Task prompt |
Change every "reference point" to "marker" in the rows below, from the line containing "Warehouse pick-planner input: mark the white house" through the end of the rows, and give those lines again with nothing else altered. Leave the pictures out of your answer.

——————————

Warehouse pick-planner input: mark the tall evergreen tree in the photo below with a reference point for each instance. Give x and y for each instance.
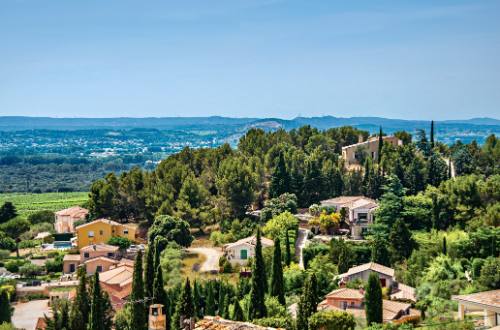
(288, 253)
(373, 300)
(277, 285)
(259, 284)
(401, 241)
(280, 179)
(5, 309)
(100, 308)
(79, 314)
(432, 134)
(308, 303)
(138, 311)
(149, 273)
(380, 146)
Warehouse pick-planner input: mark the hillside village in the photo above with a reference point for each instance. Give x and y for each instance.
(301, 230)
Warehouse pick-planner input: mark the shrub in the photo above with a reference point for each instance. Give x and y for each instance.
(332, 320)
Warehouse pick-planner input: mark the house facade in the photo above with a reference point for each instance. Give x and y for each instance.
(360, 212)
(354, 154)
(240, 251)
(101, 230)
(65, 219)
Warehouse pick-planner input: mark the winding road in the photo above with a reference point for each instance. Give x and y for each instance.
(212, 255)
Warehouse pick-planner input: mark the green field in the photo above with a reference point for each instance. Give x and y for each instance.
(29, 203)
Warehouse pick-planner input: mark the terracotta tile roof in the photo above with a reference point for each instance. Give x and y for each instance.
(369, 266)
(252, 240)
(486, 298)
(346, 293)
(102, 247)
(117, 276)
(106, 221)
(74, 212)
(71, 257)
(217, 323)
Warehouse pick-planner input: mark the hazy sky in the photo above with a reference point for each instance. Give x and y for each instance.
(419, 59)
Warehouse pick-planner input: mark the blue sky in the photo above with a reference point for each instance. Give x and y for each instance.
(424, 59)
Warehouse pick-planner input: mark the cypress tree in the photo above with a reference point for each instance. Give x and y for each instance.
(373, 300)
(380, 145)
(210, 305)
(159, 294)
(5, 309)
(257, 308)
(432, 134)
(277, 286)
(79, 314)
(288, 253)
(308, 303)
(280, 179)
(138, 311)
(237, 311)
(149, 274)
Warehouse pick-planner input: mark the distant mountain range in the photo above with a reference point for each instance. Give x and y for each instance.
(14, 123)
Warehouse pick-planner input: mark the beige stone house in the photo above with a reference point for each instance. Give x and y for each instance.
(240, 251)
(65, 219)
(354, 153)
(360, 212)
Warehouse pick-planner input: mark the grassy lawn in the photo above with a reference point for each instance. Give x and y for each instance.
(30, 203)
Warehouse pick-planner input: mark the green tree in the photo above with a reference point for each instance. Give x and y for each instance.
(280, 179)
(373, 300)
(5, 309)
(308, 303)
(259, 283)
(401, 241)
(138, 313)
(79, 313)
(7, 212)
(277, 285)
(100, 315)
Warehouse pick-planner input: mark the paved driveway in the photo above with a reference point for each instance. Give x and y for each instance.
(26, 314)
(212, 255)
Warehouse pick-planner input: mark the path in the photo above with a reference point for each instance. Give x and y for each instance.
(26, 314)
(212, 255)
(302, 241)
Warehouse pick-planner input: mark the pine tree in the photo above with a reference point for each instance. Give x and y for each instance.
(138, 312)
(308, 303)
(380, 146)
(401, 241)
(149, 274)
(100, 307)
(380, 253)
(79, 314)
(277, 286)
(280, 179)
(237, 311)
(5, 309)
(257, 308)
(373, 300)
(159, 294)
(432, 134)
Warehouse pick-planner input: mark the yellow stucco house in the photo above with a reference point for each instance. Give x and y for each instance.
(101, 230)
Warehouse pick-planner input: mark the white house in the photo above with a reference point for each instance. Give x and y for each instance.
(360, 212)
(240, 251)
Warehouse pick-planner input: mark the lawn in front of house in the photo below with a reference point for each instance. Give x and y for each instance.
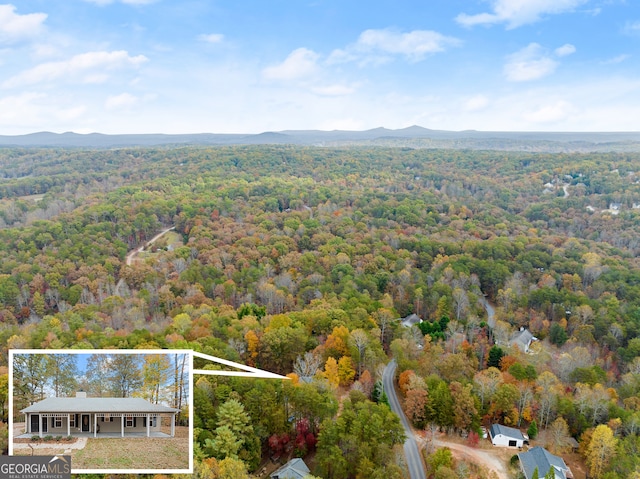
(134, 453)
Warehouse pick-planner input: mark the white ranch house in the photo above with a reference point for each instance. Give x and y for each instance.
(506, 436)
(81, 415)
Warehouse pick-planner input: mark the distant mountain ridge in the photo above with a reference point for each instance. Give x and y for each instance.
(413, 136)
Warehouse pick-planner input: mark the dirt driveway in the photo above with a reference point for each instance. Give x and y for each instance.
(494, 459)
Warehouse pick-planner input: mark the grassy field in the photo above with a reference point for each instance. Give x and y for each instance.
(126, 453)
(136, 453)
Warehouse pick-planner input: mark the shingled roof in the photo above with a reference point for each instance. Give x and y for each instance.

——————————

Solved problem |
Warehouse pick-planner input: mark the white house in the photo above with a marker for each instance. Give x and y for each instance.
(360, 212)
(240, 251)
Warehouse pick-planner input: mark the lawn in front of house in the photo below with a marker for each instance. Give x and y for each instance.
(134, 453)
Warehouse pick-planner input: mark the white ranch house in the photo above with a marker for each instance. Give x and y for each instance.
(506, 436)
(81, 415)
Warehouse pick-planner input: mark the distant mountain ridge in the photo above with a marker for each instance. Give x and y for each instance.
(413, 136)
Warehouse pick-planner input: mark the dirt driveway in the photo above with a marker for each instance. Give x and y for each instance.
(494, 459)
Warehouse pick-planner input: mark the grassy field in the photo above with a marker for each instance. Give x and y for each instance.
(126, 453)
(136, 453)
Warehouse pick-planner input: mark the shingled roof in the photo above with a marker for each instance. Give x and y for each instance.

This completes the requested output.